- [Description of the task] Below is a block of data; give all of it again word for word.

** Data listing follows **

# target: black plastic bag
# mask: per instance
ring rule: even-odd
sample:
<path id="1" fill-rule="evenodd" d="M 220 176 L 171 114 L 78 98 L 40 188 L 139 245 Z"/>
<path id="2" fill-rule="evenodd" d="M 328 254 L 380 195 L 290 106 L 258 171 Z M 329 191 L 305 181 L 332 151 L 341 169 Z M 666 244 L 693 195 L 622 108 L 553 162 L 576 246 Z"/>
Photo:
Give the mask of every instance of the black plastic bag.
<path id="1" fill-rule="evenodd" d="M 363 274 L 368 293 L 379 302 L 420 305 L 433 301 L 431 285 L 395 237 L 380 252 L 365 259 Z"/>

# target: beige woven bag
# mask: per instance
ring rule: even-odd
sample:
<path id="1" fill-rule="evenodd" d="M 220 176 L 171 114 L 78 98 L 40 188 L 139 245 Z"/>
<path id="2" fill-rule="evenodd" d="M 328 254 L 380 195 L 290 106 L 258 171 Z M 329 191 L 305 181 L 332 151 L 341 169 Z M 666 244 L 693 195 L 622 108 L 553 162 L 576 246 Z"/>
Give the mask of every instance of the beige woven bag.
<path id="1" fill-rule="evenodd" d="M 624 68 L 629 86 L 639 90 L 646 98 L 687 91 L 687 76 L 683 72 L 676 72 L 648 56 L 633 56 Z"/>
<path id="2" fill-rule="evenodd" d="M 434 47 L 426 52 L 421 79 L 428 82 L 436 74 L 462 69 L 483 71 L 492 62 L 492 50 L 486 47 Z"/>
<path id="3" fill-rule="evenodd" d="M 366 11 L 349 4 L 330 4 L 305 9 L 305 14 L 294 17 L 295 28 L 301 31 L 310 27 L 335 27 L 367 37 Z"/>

** End of Data listing **

- [Your response]
# target: black plastic bag
# mask: per instance
ring rule: even-odd
sample:
<path id="1" fill-rule="evenodd" d="M 220 176 L 171 114 L 78 98 L 40 188 L 139 245 Z"/>
<path id="2" fill-rule="evenodd" d="M 328 254 L 380 195 L 290 106 L 258 171 Z M 329 191 L 305 181 L 332 151 L 341 169 Z M 666 244 L 693 195 L 622 108 L 553 162 L 576 246 Z"/>
Photo:
Give the mask of every instance of the black plastic bag.
<path id="1" fill-rule="evenodd" d="M 363 274 L 368 293 L 379 302 L 420 305 L 433 301 L 431 285 L 395 237 L 380 252 L 365 259 Z"/>

# target: beige woven bag
# mask: per instance
ring rule: even-odd
sample:
<path id="1" fill-rule="evenodd" d="M 220 176 L 171 114 L 78 98 L 40 188 L 139 245 Z"/>
<path id="2" fill-rule="evenodd" d="M 328 254 L 380 195 L 290 106 L 258 171 Z M 329 191 L 305 181 L 332 151 L 341 169 Z M 666 244 L 693 195 L 622 108 L 553 162 L 576 246 Z"/>
Give the mask of every instance of the beige woven bag.
<path id="1" fill-rule="evenodd" d="M 624 68 L 629 86 L 639 90 L 646 98 L 687 91 L 687 76 L 683 72 L 676 72 L 648 56 L 633 56 Z"/>
<path id="2" fill-rule="evenodd" d="M 434 47 L 426 52 L 421 79 L 428 82 L 436 74 L 462 69 L 483 71 L 492 62 L 492 50 L 486 47 Z"/>
<path id="3" fill-rule="evenodd" d="M 366 11 L 349 4 L 330 4 L 305 9 L 305 14 L 294 17 L 295 28 L 301 31 L 310 27 L 335 27 L 367 37 Z"/>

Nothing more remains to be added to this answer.